Work request 1 ▸
According to the Viloria article, how many plate appearances does Baseball Reference project for Viloria in 2021?
Work request 2 ▸
Copy the passage of the Viloria article between "Viloria can catch, but" and "Viloria in 2021?", inclusive.

Text under study: Begin

Meibrys Viloria has served the KC Royals well, but do they have room for him?
Welcome back to Kings of Kauffman’s Royals Projections series for 2021. Between now and Opening Day, our writers are analyzing how various Royals performed last season and predicting how they might fare this year. Up today is catcher Meibrys Viloria.
Meibrys Viloria is, as they say, out of options. Literally and figuratively, he has no clearly pleasant alternative to not making the KC Royals’ 2021 roster.
The Royals have exhausted Viloria’s minor league options, meaning (as we explained in this space last year) he can’t be sent down to one of their remaining post-contraction farm teams without first clearing waivers. Bur even if no other team claims him, there isn’t much room for him in the organization. He isn’t replacing Salvador Perez or prime backup Cam Gallagher; MJ Melendez, presently the club’s No. 12 prospect per MLB Pipeline, isn’t going anywhere; Sebastian Rivero is progressing; and the club likes Kale Emshoff, one of their 2020 undrafted free agent signings.
What makes Viloria’s position so frustrating is that he’s served the Royals well, having been rushed from Class A ball to the major leagues late in the 2018 campaign when Salvador Perez went down with an injury and Gallagher needed a backup. He found himself in the same position in 2019 when Perez lost the season to Tommy John surgery and Gallagher again required a backup after the Royals traded Perez-substitute Martin Maldonado to the Cubs.
Viloria can catch, but hasn’t proven he can hit big league pitching, a shortcoming reflected in his 67-game career .215 average, and perhaps best explained by the fact he’s never played at the Triple A level, the next best thing to the majors and a critical stepping stone for hitters.
So, after Perez’s stunningly good comeback last season and Gallagher’s solid claim to the backup job, what will happen to Viloria in 2021?
Baseball Reference and FanGraphs projections for Viloria’s KC Royals season
Baseball Reference and FanGraphs view Viloria quite differently. Clearly envisioning something happening to or with Perez or Gallagher, Baseball Reference predicts he’ll get 247 plate appearances, hit six home runs, drive in 28 and post a .236/.308/.368 line. FanGraphs (Depth Charts version) projects 51 PAs, one homer, four RBIs, and a .226/.289/.327 slash, numbers far more in line with his career stats.
What kind of 2021 season will Viloria actually have for the KC Royals?
Viloria’s 2021 fate is very much in the hands of Perez and Gallagher. If either is hurt this spring and isn’t ready for Opening Day, Viloria stands an excellent chance to break camp with the club. But if the Royals’ top two backstops are healthy a month from now, there simply isn’t room for a third catcher on a roster that will likely include an extra pitcher or two as hurlers gradually prepare their arms for a full season.
Triple A is where Viloria needs, and has always needed, to be development-wise, but it’s probably time for Kansas City to give the starting and backup Omaha jobs to Melendez and Rivero, which will deprive Viloria of everyday opportunities to hone his hitting skills. The Royals also have other young prospects who need to play at the lower levels. And, his options gone, Viloria will have to clear waivers before he can play for any of KC’s farm teams.
Viloria is in a career pinch, his future with the organization probably dependent on the health of two veteran catchers and the development needs of less experienced players. If for some reason the KC Royals require his services, and he somehow manages to stick somewhere in the organization, his performance will be closer to FanGraphs’ projection than Baseball Reference’s. He won’t display much, if any, power, drive in many runs, or hit very well; he will, however, be decent behind the plate.
Meibrys Viloria may not play for Kansas City or any of its minor league teams this season. But if he’s still around the organization and the Royals need him, he’ll be the defensively serviceable catcher he’s always been for them.

Text under study: End
Records: Begin

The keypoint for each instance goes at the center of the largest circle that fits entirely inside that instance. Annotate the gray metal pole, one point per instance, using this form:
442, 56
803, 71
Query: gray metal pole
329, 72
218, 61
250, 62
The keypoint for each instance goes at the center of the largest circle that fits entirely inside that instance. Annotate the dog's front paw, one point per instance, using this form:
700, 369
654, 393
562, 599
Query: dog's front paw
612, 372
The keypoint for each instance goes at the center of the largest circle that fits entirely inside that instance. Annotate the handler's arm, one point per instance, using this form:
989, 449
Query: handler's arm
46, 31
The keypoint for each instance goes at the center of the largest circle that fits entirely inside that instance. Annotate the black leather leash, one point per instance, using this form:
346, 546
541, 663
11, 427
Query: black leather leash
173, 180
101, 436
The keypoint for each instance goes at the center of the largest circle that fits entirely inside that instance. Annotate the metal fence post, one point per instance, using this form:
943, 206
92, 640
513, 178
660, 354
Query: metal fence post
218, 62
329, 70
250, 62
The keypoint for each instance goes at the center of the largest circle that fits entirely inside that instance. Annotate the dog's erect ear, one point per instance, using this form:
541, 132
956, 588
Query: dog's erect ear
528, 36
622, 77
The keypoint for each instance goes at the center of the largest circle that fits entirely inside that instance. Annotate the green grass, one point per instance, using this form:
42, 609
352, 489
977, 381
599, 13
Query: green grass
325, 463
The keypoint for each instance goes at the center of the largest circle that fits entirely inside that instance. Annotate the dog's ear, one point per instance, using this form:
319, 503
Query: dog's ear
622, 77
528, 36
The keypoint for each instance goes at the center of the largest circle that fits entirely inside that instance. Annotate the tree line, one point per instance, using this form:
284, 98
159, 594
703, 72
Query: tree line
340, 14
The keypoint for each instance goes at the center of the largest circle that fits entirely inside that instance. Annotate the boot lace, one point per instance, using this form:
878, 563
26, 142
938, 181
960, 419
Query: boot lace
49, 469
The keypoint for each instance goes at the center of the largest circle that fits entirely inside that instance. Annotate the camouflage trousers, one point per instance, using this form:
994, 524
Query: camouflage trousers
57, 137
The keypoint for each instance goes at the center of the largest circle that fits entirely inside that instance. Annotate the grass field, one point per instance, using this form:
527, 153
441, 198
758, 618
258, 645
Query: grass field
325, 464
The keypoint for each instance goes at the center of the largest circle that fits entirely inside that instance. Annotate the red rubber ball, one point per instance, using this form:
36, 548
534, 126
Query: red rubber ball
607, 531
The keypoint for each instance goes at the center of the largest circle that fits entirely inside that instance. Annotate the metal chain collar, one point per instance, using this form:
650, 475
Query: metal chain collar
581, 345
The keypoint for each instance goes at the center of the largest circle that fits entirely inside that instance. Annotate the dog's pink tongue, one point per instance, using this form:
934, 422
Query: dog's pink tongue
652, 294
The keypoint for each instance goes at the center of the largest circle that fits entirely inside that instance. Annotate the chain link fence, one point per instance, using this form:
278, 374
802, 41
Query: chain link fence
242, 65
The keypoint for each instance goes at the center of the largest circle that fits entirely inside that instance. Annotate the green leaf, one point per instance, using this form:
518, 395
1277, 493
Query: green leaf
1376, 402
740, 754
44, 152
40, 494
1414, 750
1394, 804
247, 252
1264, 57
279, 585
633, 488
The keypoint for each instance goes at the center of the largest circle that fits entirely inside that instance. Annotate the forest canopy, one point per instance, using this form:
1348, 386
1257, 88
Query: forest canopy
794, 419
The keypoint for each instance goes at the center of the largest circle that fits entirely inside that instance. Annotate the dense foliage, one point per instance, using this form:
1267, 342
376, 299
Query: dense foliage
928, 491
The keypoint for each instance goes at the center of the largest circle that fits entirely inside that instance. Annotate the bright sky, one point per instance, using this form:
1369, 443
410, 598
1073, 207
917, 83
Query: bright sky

Records: End

Response 1 ▸
247 plate appearances.

Response 2 ▸
Viloria can catch, but hasn’t proven he can hit big league pitching, a shortcoming reflected in his 67-game career .215 average, and perhaps best explained by the fact he’s never played at the Triple A level, the next best thing to the majors and a critical stepping stone for hitters.
So, after Perez’s stunningly good comeback last season and Gallagher’s solid claim to the backup job, what will happen to Viloria in 2021?